2.2.4 Create and Delete Database Tables

Use the ore.create function to create a persistent table in an Oracle Database schema.

Note:

When creating a table in Oracle Machine Learning for R, if you use lowercase or mixed case for the name of the table, then you must use the same lowercase or mixed case name in double quotation marks when using the table in a SQL query or function. If, instead, you use an all uppercase name when creating the table, then the table name is case-insensitive: you can use uppercase, lowercase, or mixed case when using the table without using double quotation marks. The same is true for naming columns in a table.

Creating the table automatically creates an ore.frame proxy object for the table in the R environment that represents your database schema. The proxy ore.frame object has the same name as the table. You can delete the persistent table in an Oracle Database schema with the ore.drop function.

Caution:

Only use the ore.drop function to delete a database table and its associated ore.frame proxy object. Never use it to remove an ore.frame object that is not associated with a permanent database table. To remove an ore.frame object for a temporary database table, use the ore.rm function.

→ **Tasks for this exercise**
a – Copy the passage on database tables word for word, starting at "Creating the table automatically" and ending at "the ore.rm function.".
b – Using the passage on database tables, state whether each statement agrees with it, and answer yes or no while quoting the words that decide it: (i) Creating a table with an all uppercase name makes the table name case-insensitive. (ii) The proxy ore.frame object is given a different name from the table. (iii) The ore.drop function should be used to remove an ore.frame object for a temporary database table.
c – Write what comes next in the passage on database tables, picking up after its last sentence.

→ **Extracted records**
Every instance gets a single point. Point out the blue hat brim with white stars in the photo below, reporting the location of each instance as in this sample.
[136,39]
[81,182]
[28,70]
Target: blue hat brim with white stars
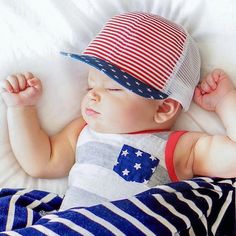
[120,76]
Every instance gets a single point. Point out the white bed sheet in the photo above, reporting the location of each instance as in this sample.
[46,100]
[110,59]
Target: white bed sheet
[33,32]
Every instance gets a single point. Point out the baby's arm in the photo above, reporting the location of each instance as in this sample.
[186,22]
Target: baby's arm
[210,155]
[38,154]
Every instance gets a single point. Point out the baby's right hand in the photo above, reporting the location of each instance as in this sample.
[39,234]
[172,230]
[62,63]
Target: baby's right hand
[21,90]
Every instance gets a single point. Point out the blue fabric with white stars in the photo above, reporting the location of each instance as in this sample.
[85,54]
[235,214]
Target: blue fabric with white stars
[120,76]
[135,165]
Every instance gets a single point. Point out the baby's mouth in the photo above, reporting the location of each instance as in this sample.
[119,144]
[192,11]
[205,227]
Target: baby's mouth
[91,112]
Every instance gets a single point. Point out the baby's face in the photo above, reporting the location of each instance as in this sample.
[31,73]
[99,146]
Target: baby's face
[110,108]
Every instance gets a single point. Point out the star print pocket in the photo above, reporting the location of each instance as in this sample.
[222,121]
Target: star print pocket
[135,165]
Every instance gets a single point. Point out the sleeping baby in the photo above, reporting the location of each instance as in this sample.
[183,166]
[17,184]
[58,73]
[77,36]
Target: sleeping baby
[143,71]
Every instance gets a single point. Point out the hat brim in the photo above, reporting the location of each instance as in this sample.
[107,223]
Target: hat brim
[120,76]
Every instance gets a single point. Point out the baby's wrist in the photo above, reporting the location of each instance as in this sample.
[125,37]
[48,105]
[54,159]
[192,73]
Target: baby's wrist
[226,102]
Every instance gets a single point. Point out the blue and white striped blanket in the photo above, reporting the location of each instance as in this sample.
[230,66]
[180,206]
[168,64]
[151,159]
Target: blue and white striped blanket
[201,206]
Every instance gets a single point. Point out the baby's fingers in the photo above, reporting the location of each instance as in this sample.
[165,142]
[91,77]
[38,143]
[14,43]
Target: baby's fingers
[35,82]
[13,82]
[5,86]
[210,80]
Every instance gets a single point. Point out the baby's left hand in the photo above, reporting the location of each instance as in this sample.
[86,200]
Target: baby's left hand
[212,89]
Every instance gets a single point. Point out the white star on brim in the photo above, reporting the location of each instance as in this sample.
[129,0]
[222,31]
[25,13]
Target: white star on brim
[125,172]
[137,166]
[125,153]
[138,153]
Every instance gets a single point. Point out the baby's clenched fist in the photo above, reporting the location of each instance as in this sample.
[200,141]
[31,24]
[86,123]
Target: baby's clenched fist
[21,90]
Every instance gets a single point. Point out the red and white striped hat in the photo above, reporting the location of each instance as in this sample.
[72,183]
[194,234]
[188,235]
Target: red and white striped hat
[147,54]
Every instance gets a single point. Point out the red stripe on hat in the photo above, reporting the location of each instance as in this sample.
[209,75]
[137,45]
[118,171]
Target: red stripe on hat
[145,46]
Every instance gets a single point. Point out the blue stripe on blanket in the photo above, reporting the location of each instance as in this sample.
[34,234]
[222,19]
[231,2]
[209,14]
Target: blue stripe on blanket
[201,206]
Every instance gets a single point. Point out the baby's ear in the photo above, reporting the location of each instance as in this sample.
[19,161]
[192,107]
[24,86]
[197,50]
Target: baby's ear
[166,110]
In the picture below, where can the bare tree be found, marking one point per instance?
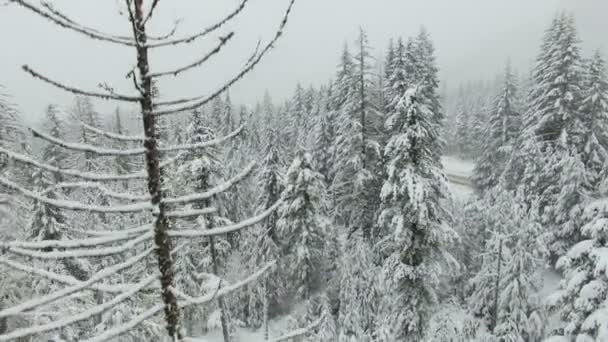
(126, 250)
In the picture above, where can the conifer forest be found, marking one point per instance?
(384, 198)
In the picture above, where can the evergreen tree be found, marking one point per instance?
(463, 125)
(427, 79)
(581, 300)
(554, 132)
(324, 134)
(595, 111)
(302, 227)
(411, 215)
(501, 133)
(200, 171)
(268, 295)
(357, 152)
(357, 292)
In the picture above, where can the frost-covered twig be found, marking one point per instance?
(203, 144)
(183, 214)
(250, 66)
(111, 237)
(103, 190)
(100, 151)
(223, 41)
(113, 136)
(21, 158)
(72, 25)
(76, 206)
(88, 314)
(123, 328)
(57, 295)
(141, 318)
(83, 253)
(298, 332)
(191, 233)
(131, 152)
(213, 191)
(62, 279)
(77, 91)
(201, 34)
(131, 231)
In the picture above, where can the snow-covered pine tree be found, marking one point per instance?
(302, 228)
(266, 298)
(355, 185)
(127, 250)
(501, 133)
(595, 111)
(427, 79)
(411, 215)
(324, 137)
(519, 312)
(199, 171)
(388, 73)
(357, 291)
(554, 131)
(463, 125)
(581, 300)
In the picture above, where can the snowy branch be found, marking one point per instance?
(203, 144)
(103, 190)
(213, 191)
(191, 233)
(141, 318)
(130, 231)
(298, 332)
(60, 278)
(225, 290)
(67, 172)
(203, 33)
(71, 25)
(248, 68)
(111, 96)
(190, 213)
(114, 237)
(223, 41)
(88, 314)
(57, 295)
(84, 253)
(76, 206)
(121, 329)
(100, 151)
(113, 135)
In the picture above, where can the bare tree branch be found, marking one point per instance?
(77, 91)
(114, 136)
(204, 32)
(223, 41)
(76, 206)
(20, 158)
(255, 61)
(192, 233)
(72, 26)
(213, 191)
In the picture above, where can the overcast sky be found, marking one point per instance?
(473, 38)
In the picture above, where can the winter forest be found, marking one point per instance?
(379, 206)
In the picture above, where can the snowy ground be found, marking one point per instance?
(458, 172)
(276, 328)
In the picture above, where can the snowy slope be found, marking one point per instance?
(458, 172)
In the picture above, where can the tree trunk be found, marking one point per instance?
(161, 237)
(220, 300)
(496, 288)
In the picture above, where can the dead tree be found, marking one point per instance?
(132, 246)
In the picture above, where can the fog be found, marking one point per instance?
(473, 38)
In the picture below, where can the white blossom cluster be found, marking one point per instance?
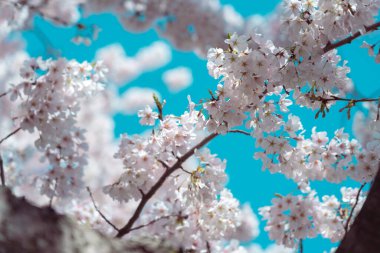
(192, 207)
(19, 13)
(50, 96)
(291, 218)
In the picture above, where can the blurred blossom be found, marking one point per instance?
(178, 79)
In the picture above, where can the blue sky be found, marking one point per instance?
(246, 179)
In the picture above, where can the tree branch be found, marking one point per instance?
(353, 208)
(100, 213)
(147, 196)
(348, 40)
(9, 135)
(127, 228)
(363, 236)
(3, 94)
(2, 172)
(153, 221)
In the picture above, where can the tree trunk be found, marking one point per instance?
(29, 229)
(364, 234)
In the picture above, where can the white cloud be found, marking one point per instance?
(135, 99)
(123, 69)
(178, 79)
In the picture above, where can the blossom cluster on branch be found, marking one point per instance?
(172, 187)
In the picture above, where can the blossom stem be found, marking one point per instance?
(349, 39)
(300, 246)
(3, 94)
(9, 135)
(154, 221)
(353, 208)
(2, 172)
(147, 196)
(100, 213)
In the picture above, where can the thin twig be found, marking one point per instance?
(148, 195)
(154, 221)
(353, 208)
(348, 40)
(300, 246)
(9, 135)
(3, 94)
(239, 132)
(100, 213)
(127, 228)
(208, 247)
(2, 172)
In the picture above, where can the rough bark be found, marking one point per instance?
(364, 234)
(29, 229)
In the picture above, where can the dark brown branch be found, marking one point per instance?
(9, 135)
(363, 236)
(239, 132)
(153, 221)
(348, 40)
(3, 94)
(353, 208)
(147, 196)
(100, 213)
(208, 247)
(2, 172)
(335, 98)
(127, 228)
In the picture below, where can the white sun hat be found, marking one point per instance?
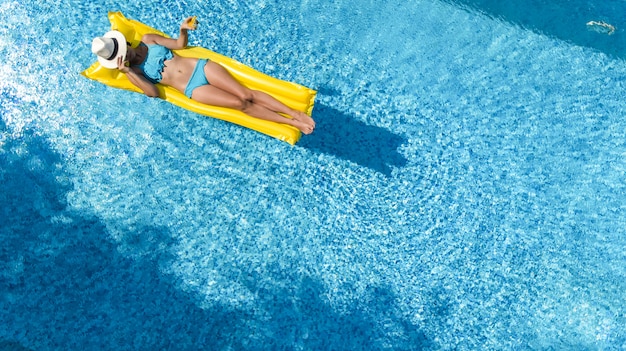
(109, 47)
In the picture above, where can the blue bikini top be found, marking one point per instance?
(153, 65)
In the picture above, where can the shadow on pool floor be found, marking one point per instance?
(343, 136)
(67, 286)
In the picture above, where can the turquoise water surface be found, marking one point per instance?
(464, 190)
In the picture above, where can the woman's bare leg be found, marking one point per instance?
(219, 77)
(212, 95)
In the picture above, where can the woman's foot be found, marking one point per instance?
(302, 126)
(304, 119)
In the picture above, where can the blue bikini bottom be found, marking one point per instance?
(198, 78)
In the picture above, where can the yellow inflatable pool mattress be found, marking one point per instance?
(295, 96)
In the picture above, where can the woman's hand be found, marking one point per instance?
(123, 66)
(189, 23)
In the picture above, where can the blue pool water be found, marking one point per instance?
(465, 188)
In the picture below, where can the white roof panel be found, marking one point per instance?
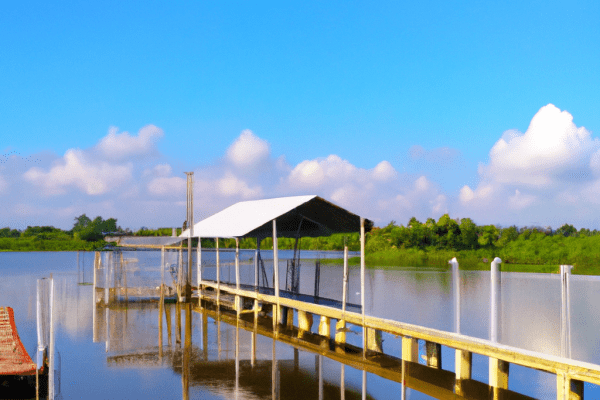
(303, 215)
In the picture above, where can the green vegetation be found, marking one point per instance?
(418, 245)
(86, 234)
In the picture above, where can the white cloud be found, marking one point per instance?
(173, 186)
(248, 150)
(3, 184)
(77, 169)
(122, 146)
(520, 200)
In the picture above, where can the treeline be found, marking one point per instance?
(86, 234)
(433, 243)
(459, 234)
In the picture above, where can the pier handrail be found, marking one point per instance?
(578, 370)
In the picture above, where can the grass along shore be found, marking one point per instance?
(468, 260)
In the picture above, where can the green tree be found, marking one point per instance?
(566, 230)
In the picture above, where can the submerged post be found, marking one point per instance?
(238, 307)
(463, 359)
(218, 272)
(199, 267)
(190, 221)
(362, 281)
(51, 347)
(498, 370)
(565, 315)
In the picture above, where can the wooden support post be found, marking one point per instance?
(374, 342)
(305, 321)
(567, 388)
(276, 307)
(410, 349)
(362, 281)
(168, 318)
(218, 273)
(325, 327)
(434, 354)
(499, 373)
(161, 305)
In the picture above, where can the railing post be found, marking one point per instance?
(238, 305)
(410, 349)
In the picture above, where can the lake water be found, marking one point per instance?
(117, 357)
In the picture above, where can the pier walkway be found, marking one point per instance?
(14, 359)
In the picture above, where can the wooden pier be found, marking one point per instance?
(570, 374)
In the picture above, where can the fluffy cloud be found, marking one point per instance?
(545, 176)
(123, 146)
(229, 185)
(77, 169)
(552, 150)
(248, 150)
(97, 170)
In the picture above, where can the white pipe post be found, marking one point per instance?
(51, 349)
(238, 306)
(162, 267)
(565, 315)
(362, 287)
(199, 267)
(495, 299)
(276, 273)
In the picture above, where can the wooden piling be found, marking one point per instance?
(567, 388)
(340, 332)
(499, 373)
(305, 321)
(374, 341)
(276, 307)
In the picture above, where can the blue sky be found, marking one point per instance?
(328, 93)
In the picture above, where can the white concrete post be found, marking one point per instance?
(51, 347)
(362, 286)
(277, 308)
(565, 315)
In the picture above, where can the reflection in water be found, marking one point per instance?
(530, 310)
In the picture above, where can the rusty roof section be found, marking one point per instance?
(305, 216)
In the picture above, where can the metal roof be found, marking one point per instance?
(253, 219)
(144, 241)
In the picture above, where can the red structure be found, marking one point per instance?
(14, 359)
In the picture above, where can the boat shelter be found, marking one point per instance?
(292, 217)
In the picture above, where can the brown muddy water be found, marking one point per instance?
(115, 354)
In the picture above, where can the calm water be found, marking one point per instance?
(117, 357)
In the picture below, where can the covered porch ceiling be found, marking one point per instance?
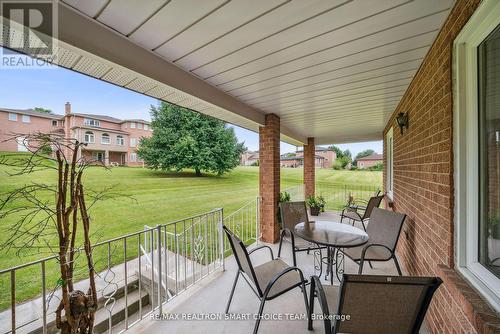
(331, 69)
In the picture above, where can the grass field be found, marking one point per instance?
(158, 197)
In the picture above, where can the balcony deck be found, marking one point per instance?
(210, 296)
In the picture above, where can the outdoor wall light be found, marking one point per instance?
(402, 120)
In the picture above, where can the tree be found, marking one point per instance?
(363, 154)
(39, 221)
(42, 110)
(186, 139)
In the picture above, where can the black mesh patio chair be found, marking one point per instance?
(268, 280)
(383, 230)
(373, 303)
(362, 216)
(293, 213)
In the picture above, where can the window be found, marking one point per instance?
(89, 137)
(91, 122)
(477, 150)
(133, 142)
(105, 139)
(98, 156)
(389, 142)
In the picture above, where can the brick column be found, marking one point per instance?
(269, 178)
(309, 164)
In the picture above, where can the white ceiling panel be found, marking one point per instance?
(387, 53)
(334, 70)
(172, 19)
(374, 30)
(228, 18)
(117, 14)
(285, 17)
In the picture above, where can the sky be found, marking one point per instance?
(52, 88)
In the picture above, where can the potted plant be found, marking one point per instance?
(316, 204)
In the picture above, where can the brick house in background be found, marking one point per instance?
(324, 156)
(248, 158)
(370, 161)
(109, 140)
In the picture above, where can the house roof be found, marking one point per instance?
(375, 156)
(32, 112)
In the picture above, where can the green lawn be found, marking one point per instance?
(158, 197)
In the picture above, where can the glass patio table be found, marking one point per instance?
(334, 236)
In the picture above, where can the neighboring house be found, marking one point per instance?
(327, 154)
(298, 161)
(109, 140)
(249, 158)
(370, 161)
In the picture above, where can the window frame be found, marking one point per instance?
(105, 135)
(389, 153)
(466, 145)
(90, 133)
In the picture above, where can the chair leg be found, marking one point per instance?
(281, 243)
(259, 315)
(360, 270)
(232, 291)
(397, 266)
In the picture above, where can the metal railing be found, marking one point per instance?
(244, 222)
(136, 274)
(337, 195)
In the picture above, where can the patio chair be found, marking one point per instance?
(374, 303)
(293, 213)
(268, 280)
(384, 229)
(354, 215)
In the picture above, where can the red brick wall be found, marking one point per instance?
(309, 165)
(269, 178)
(423, 179)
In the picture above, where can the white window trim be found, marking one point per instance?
(390, 163)
(465, 145)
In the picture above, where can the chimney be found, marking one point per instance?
(67, 108)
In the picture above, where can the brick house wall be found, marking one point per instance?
(423, 185)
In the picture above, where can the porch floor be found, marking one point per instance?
(210, 297)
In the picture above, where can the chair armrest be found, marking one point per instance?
(280, 275)
(262, 247)
(370, 245)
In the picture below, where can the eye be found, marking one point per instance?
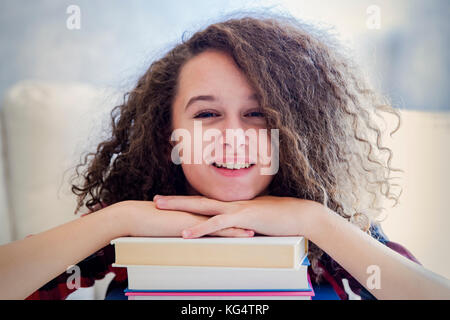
(205, 114)
(255, 114)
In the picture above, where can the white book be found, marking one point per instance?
(253, 252)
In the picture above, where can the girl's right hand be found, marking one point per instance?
(143, 219)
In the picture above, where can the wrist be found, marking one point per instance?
(118, 219)
(313, 220)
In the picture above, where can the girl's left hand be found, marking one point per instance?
(268, 215)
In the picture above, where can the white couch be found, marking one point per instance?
(47, 126)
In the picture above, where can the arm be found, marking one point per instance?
(28, 264)
(400, 278)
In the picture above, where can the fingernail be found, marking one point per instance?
(186, 234)
(160, 202)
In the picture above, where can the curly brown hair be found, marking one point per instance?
(330, 142)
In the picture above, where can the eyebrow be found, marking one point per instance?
(211, 98)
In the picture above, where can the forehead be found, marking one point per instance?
(213, 72)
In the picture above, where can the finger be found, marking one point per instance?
(211, 225)
(234, 232)
(193, 204)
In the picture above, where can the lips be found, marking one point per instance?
(232, 172)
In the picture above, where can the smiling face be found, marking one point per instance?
(213, 94)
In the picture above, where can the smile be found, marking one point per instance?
(232, 169)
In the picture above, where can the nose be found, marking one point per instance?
(233, 137)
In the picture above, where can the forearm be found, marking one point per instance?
(355, 251)
(28, 264)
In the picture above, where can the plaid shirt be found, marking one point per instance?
(99, 264)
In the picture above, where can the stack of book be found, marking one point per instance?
(210, 268)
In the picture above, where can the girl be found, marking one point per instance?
(246, 73)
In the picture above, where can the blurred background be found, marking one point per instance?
(65, 64)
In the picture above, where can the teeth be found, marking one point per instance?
(230, 165)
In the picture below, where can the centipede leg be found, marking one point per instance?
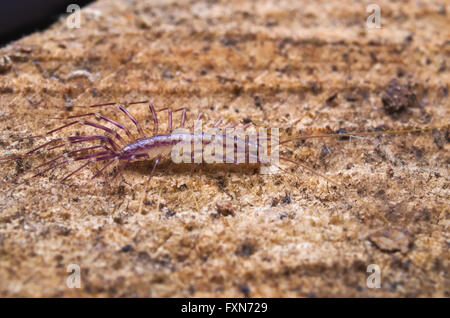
(76, 170)
(155, 119)
(135, 122)
(183, 118)
(169, 124)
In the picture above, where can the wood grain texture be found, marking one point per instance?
(303, 66)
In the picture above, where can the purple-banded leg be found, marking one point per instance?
(169, 124)
(135, 122)
(100, 116)
(103, 168)
(183, 118)
(153, 170)
(76, 170)
(155, 119)
(90, 156)
(217, 124)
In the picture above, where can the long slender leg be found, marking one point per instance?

→ **Task answers**
a –
Creating the table automatically creates an ore.frame proxy object for the table in the R environment that represents your database schema. The proxy ore.frame object has the same name as the table. You can delete the persistent table in an Oracle Database schema with the ore.drop function.

Caution:

Only use the ore.drop function to delete a database table and its associated ore.frame proxy object. Never use it to remove an ore.frame object that is not associated with a permanent database table. To remove an ore.frame object for a temporary database table, use the ore.rm function.

b –
(i) Yes: "If, instead, you use an all uppercase name when creating the table, then the table name is case-insensitive"
(ii) No: "The proxy ore.frame object has the same name as the table."
(iii) No: "To remove an ore.frame object for a temporary database table, use the ore.rm function."

c –
Example 2-17 Using ore.create and ore.drop to Create and Drop Tables

This example creates tables in the database and drops some of them.

# Create the AIRQUALITY table from the data.frame for the airquality data set.
ore.create(airquality, table = "AIRQUALITY")
# Create data.frame objects.
df1 <- data.frame(x1 = 1:5, y1 = letters[1:5])
df2 <- data.frame(x2 = 5:1, y2 = letters[11:15])
# Create the DF1 and DF2 tables from the data.frame objects.
ore.create(df1, "DF1")
ore.create(df2, "DF2")
# Create the CARS93 table from the data.frame for the Cars93 data set.
ore.create(Cars93, table = "CARS93")
# List the OML4R proxy objects.
ore.ls()
# Drop the CARS93 object.
ore.drop(table = "CARS93")
# List the OML4R proxy objects again.
ore.ls()

Listing for This Example

R> # Create the AIRQUALITY table from the data.frame for the airquality data set.
R> ore.create(airquality, table = "AIRQUALITY")
R> # Create data.frame objects.
R> df1 <- data.frame(x1 = 1:5, y1 = letters[1:5])
R> df2 <- data.frame(x2 = 5:1, y2 = letters[11:15])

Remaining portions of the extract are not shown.